Records drawn from a dataset:
◇ ◇ ◇ ◇

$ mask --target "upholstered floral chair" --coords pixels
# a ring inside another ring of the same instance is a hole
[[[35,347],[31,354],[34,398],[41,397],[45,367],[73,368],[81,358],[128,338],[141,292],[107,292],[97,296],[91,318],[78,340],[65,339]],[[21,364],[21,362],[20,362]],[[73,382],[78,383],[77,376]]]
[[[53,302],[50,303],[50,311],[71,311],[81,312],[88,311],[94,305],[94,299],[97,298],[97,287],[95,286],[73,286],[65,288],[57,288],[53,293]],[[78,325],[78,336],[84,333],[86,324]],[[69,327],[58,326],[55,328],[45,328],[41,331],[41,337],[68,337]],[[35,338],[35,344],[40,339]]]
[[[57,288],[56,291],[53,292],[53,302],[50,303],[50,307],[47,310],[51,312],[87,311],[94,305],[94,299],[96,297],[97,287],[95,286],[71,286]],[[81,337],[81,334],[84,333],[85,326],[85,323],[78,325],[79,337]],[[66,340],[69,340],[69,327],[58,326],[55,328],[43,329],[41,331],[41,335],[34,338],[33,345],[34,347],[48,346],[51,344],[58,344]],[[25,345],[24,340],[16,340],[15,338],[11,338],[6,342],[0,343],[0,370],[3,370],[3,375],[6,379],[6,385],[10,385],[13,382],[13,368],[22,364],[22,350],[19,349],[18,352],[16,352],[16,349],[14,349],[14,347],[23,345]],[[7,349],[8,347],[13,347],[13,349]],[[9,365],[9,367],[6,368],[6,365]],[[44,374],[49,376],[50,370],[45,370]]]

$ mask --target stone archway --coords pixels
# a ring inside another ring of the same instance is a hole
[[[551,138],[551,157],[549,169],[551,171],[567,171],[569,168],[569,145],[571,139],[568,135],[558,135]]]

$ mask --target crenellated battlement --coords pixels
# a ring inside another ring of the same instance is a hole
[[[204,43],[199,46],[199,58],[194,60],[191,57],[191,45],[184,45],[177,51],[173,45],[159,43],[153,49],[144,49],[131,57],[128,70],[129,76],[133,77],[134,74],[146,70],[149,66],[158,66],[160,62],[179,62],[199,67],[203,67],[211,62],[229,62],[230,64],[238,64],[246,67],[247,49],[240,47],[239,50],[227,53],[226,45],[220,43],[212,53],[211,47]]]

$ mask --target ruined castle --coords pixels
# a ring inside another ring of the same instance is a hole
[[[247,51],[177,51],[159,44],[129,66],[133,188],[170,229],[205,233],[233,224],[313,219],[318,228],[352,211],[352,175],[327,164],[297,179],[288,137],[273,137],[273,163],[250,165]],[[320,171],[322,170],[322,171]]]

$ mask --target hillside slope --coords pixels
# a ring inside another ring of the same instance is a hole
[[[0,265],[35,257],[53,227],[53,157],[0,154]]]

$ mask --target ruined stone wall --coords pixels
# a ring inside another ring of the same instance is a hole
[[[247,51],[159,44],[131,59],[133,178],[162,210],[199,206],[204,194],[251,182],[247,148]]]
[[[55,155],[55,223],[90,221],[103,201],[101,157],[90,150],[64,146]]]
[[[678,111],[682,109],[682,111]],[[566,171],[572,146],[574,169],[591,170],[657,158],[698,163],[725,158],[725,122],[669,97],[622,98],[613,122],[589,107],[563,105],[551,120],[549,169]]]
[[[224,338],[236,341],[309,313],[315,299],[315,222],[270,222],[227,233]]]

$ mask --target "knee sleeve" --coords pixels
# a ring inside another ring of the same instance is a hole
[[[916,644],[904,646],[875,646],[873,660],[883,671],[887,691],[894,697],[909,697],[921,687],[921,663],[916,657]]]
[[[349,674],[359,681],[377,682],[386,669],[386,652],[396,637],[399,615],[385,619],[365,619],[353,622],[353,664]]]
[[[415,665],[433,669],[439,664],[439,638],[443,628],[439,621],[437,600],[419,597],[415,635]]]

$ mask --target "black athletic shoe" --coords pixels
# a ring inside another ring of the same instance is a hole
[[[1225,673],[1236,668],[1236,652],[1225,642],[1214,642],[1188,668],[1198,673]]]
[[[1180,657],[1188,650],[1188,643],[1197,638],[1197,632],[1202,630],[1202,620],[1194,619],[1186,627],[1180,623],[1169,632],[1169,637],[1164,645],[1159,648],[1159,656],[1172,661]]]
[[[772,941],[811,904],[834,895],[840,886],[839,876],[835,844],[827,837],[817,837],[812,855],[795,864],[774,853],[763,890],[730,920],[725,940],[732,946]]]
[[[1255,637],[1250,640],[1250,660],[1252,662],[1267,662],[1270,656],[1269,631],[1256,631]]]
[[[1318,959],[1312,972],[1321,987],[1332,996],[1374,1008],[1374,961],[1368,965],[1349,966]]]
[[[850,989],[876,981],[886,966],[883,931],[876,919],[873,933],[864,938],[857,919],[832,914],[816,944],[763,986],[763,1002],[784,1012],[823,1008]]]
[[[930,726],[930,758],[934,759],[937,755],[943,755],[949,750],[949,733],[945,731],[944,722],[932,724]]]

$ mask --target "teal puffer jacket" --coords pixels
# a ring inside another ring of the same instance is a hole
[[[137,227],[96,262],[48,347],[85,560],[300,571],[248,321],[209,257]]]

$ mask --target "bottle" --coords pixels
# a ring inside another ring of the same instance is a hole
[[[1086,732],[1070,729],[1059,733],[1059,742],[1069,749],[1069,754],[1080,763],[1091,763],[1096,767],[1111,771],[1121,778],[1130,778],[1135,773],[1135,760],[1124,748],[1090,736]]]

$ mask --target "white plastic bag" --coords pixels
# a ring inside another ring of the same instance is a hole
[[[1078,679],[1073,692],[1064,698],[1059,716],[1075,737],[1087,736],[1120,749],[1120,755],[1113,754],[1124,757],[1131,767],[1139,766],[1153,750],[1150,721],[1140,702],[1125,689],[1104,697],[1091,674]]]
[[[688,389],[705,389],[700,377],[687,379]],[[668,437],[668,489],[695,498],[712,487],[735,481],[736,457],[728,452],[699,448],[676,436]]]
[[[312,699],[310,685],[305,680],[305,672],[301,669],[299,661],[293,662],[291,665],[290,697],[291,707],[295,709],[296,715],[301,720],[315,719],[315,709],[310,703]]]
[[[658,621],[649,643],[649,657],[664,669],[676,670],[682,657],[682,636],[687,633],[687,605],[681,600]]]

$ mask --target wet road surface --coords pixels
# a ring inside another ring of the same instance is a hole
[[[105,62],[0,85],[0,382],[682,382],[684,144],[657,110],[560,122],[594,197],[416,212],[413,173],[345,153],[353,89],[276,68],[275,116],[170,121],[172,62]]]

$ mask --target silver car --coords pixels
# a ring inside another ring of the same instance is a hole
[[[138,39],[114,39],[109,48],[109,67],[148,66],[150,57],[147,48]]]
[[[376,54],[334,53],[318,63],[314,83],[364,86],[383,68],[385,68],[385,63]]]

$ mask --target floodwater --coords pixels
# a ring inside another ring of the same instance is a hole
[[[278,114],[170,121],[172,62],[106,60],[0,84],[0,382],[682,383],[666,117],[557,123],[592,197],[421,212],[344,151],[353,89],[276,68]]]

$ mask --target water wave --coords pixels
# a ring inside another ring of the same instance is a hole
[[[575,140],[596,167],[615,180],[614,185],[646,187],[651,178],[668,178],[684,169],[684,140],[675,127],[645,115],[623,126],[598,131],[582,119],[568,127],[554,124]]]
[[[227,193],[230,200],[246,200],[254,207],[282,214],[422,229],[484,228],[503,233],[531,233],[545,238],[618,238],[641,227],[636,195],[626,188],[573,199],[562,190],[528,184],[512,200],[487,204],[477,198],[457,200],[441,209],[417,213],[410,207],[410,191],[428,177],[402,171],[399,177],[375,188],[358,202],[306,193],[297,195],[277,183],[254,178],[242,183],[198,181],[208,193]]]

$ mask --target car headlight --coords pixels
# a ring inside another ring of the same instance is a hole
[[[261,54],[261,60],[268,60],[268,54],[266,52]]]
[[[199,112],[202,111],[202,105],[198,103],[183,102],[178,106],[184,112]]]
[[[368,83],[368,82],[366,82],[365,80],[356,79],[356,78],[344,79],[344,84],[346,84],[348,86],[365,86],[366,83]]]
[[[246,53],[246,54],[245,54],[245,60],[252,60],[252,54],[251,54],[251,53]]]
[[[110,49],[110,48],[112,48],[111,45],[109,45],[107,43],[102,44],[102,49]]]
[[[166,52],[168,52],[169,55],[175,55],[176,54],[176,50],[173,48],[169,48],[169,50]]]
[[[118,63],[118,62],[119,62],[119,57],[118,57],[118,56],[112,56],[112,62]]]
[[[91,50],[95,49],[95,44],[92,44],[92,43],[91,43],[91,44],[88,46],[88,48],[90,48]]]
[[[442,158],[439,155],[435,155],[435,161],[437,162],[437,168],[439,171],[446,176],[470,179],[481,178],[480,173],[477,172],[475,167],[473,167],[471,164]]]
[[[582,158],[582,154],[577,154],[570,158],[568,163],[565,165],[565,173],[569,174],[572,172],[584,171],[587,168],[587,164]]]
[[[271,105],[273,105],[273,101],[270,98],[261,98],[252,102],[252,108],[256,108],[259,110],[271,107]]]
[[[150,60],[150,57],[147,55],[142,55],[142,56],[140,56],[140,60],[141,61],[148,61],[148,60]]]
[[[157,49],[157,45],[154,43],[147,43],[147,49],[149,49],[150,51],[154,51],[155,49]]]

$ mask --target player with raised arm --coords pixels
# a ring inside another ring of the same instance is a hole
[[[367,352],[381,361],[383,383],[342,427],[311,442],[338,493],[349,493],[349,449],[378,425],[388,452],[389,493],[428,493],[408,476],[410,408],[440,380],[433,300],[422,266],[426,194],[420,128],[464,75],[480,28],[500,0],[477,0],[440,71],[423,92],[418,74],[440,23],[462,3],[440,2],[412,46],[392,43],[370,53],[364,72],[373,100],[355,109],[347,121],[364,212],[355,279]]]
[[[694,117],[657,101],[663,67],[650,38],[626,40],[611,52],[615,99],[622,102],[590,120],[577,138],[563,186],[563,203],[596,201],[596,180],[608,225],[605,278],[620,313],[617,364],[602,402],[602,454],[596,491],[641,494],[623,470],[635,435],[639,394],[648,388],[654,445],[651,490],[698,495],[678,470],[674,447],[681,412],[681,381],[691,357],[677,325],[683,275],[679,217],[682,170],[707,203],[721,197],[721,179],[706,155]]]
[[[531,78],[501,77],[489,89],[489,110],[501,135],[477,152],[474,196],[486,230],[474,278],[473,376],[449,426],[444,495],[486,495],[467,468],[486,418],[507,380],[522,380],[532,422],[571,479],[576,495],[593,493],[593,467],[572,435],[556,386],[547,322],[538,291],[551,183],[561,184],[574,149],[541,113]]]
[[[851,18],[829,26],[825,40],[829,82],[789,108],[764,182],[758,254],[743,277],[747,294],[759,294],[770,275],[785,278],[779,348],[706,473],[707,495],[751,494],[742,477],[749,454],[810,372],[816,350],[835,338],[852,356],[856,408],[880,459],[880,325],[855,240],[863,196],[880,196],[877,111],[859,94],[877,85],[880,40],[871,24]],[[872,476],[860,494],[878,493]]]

◇ ◇ ◇ ◇

*What you need to do*. Here the output must be the lines above from the line with "archway --coords pixels" to the line with "battlement --coords pixels", both included, duplicated word for word and nothing else.

*Task response*.
$ mask --target stone archway --coords pixels
# a ring inside another ring of the same instance is a hole
[[[551,138],[551,157],[549,169],[551,171],[567,171],[569,168],[569,145],[571,139],[568,135],[558,135]]]

$ mask --target crenellated battlement --coords pixels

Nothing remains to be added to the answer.